*What to work on*.
Pick out every line in the material below that contains the word "shaped", treating uppercase and lowercase as different.

*Data to use*.
==*==

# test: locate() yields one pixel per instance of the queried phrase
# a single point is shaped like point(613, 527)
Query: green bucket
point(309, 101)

==*==

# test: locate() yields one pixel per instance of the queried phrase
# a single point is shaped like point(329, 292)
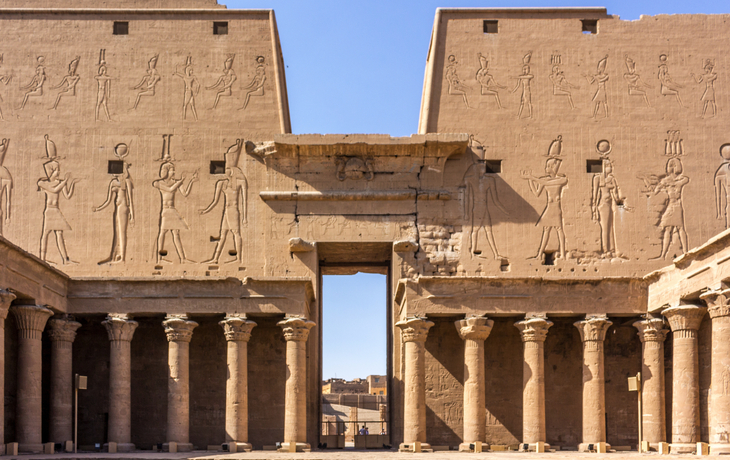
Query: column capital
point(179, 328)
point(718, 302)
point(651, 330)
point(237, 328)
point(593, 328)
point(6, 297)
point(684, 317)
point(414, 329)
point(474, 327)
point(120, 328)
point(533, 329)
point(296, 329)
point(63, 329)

==*==

*Finished exercise*.
# a single point is shaped like point(613, 527)
# a single point is shaped like point(329, 292)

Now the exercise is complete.